**Records provided:**
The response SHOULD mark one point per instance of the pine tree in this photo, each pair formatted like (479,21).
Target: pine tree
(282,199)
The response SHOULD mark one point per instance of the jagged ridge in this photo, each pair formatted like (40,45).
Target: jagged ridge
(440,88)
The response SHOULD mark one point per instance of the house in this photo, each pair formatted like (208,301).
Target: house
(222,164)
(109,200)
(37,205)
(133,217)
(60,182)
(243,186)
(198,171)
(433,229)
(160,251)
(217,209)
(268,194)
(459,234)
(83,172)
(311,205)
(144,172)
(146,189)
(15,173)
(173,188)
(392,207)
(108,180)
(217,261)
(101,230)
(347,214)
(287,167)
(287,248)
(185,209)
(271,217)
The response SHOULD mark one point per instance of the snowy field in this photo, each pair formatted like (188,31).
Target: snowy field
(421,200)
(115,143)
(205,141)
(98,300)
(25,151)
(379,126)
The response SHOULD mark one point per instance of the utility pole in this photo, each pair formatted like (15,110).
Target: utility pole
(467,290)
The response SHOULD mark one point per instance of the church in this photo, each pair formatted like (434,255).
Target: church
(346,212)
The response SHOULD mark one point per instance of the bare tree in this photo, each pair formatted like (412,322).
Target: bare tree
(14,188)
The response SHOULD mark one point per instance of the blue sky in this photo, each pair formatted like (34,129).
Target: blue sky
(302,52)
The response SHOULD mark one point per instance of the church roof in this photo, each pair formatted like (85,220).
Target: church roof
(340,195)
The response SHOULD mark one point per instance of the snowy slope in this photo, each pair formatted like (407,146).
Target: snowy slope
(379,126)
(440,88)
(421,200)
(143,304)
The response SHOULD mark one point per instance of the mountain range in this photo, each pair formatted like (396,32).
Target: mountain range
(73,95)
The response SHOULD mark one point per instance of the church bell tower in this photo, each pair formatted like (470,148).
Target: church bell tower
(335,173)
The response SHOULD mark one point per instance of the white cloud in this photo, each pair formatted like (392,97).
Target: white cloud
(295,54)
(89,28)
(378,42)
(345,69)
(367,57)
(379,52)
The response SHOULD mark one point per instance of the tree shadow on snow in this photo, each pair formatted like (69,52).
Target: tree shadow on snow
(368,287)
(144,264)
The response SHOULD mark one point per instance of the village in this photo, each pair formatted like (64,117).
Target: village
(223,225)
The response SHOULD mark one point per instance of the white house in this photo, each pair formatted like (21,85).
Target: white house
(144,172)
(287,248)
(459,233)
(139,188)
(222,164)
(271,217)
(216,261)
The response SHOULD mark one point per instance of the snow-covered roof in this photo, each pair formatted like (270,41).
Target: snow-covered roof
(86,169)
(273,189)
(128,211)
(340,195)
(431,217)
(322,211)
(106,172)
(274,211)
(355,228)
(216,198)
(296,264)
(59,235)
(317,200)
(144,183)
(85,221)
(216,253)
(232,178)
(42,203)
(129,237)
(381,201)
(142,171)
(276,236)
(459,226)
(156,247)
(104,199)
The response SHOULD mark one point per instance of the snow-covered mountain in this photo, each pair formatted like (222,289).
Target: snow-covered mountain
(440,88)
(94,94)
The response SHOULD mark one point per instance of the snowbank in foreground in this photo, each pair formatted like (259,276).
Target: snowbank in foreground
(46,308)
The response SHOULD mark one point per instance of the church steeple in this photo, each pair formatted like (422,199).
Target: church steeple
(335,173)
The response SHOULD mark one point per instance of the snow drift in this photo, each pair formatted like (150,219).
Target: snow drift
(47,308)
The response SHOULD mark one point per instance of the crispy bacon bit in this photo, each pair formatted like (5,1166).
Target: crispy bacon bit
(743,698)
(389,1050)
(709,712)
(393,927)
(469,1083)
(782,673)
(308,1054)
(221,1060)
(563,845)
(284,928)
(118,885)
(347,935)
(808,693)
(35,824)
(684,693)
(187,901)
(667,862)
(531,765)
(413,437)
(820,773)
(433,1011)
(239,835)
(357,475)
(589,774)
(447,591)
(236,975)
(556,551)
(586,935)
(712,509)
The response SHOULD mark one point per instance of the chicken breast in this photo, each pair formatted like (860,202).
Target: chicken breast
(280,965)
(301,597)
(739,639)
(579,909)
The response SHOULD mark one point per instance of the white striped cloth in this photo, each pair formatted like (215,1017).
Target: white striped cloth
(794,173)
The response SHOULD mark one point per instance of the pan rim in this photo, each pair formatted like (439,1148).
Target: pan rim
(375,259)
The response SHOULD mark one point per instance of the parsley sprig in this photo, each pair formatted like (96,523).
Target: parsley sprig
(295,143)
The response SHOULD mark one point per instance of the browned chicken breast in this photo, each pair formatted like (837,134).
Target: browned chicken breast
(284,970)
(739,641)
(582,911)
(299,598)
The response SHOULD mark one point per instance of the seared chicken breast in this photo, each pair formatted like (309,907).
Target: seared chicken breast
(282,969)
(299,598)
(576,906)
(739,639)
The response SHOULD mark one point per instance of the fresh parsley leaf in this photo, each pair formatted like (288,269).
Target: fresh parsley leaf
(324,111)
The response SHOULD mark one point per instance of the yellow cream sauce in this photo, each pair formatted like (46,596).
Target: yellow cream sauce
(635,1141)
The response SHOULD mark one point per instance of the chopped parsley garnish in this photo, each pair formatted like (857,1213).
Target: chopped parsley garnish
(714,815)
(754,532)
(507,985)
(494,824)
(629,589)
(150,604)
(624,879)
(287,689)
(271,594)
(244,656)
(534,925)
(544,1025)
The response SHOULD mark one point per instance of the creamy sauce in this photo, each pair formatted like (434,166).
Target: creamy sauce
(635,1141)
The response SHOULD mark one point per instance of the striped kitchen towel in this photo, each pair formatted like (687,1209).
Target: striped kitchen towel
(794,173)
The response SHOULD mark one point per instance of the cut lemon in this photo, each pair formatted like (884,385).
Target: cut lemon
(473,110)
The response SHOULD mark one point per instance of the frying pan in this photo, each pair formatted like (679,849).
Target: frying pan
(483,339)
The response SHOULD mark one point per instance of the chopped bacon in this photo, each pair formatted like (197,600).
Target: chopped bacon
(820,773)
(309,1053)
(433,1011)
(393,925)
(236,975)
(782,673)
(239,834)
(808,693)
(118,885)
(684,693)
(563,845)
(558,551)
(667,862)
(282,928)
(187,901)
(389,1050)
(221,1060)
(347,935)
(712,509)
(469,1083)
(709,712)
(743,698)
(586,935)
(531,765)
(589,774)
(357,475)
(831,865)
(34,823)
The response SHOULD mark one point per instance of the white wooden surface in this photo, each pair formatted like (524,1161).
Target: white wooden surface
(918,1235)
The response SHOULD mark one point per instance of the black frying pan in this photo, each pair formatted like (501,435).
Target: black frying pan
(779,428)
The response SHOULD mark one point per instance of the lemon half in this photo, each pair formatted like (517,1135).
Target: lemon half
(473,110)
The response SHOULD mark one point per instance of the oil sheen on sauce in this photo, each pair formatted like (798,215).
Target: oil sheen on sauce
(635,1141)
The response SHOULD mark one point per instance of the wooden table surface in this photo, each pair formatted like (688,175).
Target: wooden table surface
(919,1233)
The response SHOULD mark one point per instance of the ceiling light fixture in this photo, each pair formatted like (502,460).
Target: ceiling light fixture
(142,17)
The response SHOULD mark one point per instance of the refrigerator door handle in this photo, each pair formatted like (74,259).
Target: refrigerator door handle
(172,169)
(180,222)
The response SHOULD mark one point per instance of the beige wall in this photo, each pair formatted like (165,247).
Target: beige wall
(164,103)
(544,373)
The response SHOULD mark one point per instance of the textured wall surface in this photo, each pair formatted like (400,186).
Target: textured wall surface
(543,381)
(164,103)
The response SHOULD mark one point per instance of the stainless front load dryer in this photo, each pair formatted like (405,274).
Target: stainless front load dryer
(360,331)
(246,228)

**Task details:**
Everything before the line containing "Target: ceiling light fixture" stays out. Write out that line and the rest of the entries exactly.

**Response area:**
Target: ceiling light fixture
(142,17)
The response SHOULD mark one point per instance of the refrigerator door handle in this photo, each pair formatted like (74,259).
Target: refrigerator door handle
(172,169)
(180,222)
The response SHOULD mark one point per instance of the beige wall in this photo, each pair formatted like (165,247).
Target: beige wall
(164,103)
(544,373)
The response SHOULD mark one point per instance of the textured wall surface in this photo, each pair formatted like (400,186).
Target: textured wall surface
(543,381)
(164,103)
The response SHOULD mark one point per instance of the stainless front load dryer in this photo, each pair formatted like (405,274).
Target: stainless front load dryer
(360,331)
(246,228)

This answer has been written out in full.